» **What this task involves**
Exact transcript, pictures excluded: write out every record below.

(Given records begins)

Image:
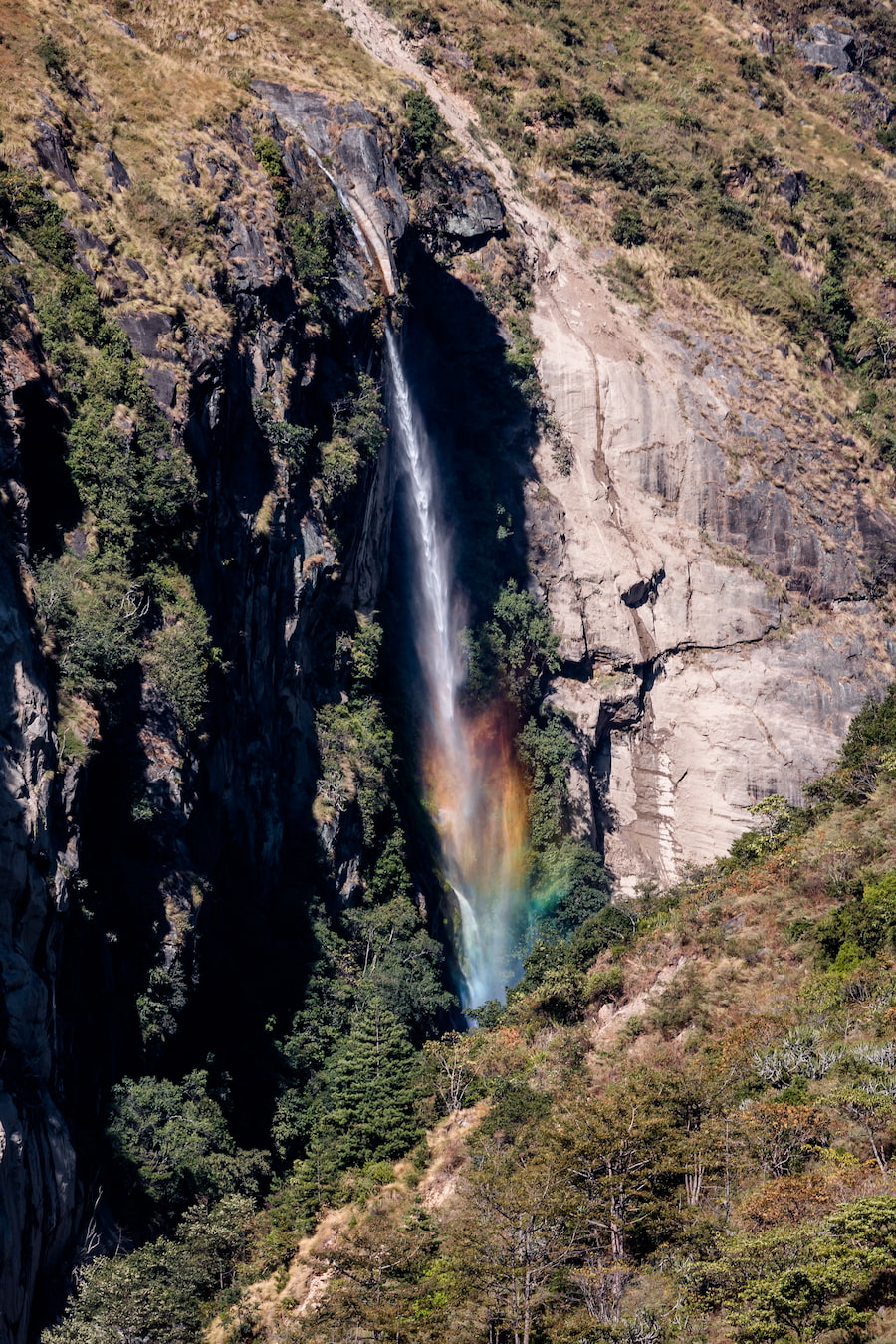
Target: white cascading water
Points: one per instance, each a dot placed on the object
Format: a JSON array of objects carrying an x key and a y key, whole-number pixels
[{"x": 472, "y": 777}]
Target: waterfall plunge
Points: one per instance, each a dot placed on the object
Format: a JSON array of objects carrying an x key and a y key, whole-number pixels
[{"x": 472, "y": 776}]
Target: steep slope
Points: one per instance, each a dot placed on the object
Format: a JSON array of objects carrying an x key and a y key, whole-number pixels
[
  {"x": 711, "y": 580},
  {"x": 200, "y": 741}
]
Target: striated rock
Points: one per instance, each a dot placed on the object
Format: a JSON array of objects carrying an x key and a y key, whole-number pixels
[
  {"x": 39, "y": 1195},
  {"x": 868, "y": 103},
  {"x": 829, "y": 47},
  {"x": 349, "y": 145},
  {"x": 50, "y": 149},
  {"x": 458, "y": 200},
  {"x": 670, "y": 579}
]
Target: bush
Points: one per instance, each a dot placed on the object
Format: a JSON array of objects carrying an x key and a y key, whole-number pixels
[
  {"x": 592, "y": 107},
  {"x": 93, "y": 613},
  {"x": 629, "y": 229},
  {"x": 26, "y": 207},
  {"x": 54, "y": 56},
  {"x": 172, "y": 1144},
  {"x": 180, "y": 652},
  {"x": 272, "y": 160},
  {"x": 426, "y": 129}
]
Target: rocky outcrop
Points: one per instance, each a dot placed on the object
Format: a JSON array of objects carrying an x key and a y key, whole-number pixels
[
  {"x": 38, "y": 853},
  {"x": 708, "y": 558}
]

(Given records ends)

» **Response area**
Image:
Target: white cascading water
Points: one per instance, each a dot placed on the object
Format: a JSON array of objects carrying an x key and a y key, whole-number pixels
[{"x": 472, "y": 777}]
Target: waterfall plunge
Points: one per instance, each a dot placed on the object
Format: a JSON array of objects carrying an x key and a y key, whole-number pixels
[{"x": 472, "y": 776}]
Target: steep slope
Points: one per instance, each a dot placed on the object
Format: a JSON array of objects carrying an x key and a y key, whole-number pixels
[
  {"x": 711, "y": 580},
  {"x": 200, "y": 741}
]
Target: striated rock
Points: one per instance, each a dot placed on the object
Format: a JSON array of objects carrying an x key and a y key, whole-number pixels
[
  {"x": 39, "y": 1195},
  {"x": 868, "y": 103},
  {"x": 829, "y": 47},
  {"x": 349, "y": 145},
  {"x": 50, "y": 149},
  {"x": 458, "y": 200},
  {"x": 670, "y": 579}
]
Target: bush
Points: one per instance, each a dot placed on the object
Format: a JSON array of objects carrying an x key and a y key, whole-number pixels
[
  {"x": 592, "y": 107},
  {"x": 93, "y": 613},
  {"x": 629, "y": 229},
  {"x": 26, "y": 207},
  {"x": 54, "y": 56},
  {"x": 172, "y": 1144},
  {"x": 180, "y": 652},
  {"x": 272, "y": 160},
  {"x": 426, "y": 129}
]
Target: rocky outcrop
Points: one per instance, each a dot placed on the object
Format: a JSON array of objects carrying an x key and a y key, whole-number pixels
[
  {"x": 38, "y": 853},
  {"x": 708, "y": 558}
]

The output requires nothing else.